**GIVEN INSTRUCTION**
Copy each of the rows below word for word, but leave the pictures out of your copy.

□ □ □ □

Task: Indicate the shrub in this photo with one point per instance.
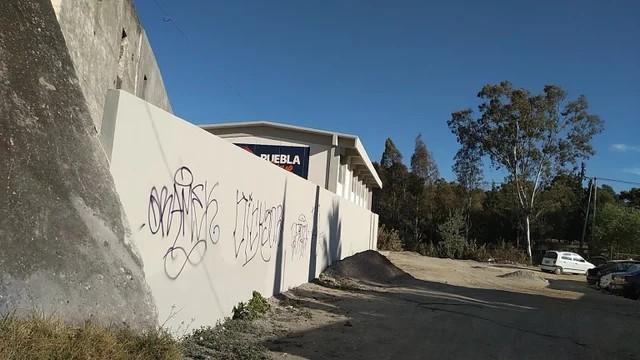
(389, 239)
(428, 249)
(233, 339)
(453, 243)
(40, 337)
(253, 309)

□ □ □ □

**RESULT FOR THIS TASK**
Task: Indicate the shrub in this photo with one point per instance.
(389, 239)
(428, 249)
(233, 339)
(453, 243)
(40, 337)
(253, 309)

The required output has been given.